- PROBLEM TO SOLVE
Turn all the rows below into a numbered list, leaving out any blank lines.

- INPUT MATERIAL

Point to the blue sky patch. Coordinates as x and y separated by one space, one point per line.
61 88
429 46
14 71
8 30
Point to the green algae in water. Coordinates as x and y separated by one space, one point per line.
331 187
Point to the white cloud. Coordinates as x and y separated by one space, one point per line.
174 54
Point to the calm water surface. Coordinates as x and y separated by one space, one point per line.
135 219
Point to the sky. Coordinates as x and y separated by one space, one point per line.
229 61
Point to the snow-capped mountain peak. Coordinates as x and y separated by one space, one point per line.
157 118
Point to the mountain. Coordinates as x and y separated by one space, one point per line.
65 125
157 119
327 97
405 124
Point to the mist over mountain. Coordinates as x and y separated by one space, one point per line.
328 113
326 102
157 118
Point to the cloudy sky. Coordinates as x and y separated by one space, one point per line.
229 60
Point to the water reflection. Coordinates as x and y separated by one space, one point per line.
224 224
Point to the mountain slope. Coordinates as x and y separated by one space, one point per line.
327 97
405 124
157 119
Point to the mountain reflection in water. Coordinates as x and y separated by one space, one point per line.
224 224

- EXPECTED ANSWER
1. Point to the blue sky patch. Coordinates as x and y separated by one space, one point per line.
2. 61 88
3. 429 46
4. 14 71
5. 8 30
6. Point to the green algae in water. Coordinates as x and y separated by one space, one point per line.
7. 331 187
8. Point to the white cloud. Coordinates as x and y separated by one space, one point per line.
9. 174 54
10. Point to the calm water surface. Coordinates as x and y separated by one space, one point per line.
11. 135 219
12. Point to the sky. Coordinates as x and y separated by one space, one point per line.
13. 229 61
14. Point to the snow-capped mountain peak. Coordinates as x and y separated by one space, one point per line.
15. 157 118
16. Point to the mountain. Coordinates as x and y separated by one space, one point per line.
17. 65 125
18. 157 119
19. 327 97
20. 405 124
21. Point to the mist over mountain. Coordinates as x and y separated by one space, one point per line.
22. 328 113
23. 326 102
24. 157 118
25. Point to the cloudy sky. Coordinates as x and y separated by one space, one point per line.
26. 229 60
27. Point to the water reflection. Coordinates as x and y separated by one space, one point per line.
28. 224 224
29. Point to the mountain slope. Coordinates as x and y separated by one space, one point per line.
30. 327 97
31. 405 124
32. 157 119
33. Point to the mountain reflection in water. Coordinates as x and y separated by one space, one point per line.
34. 224 224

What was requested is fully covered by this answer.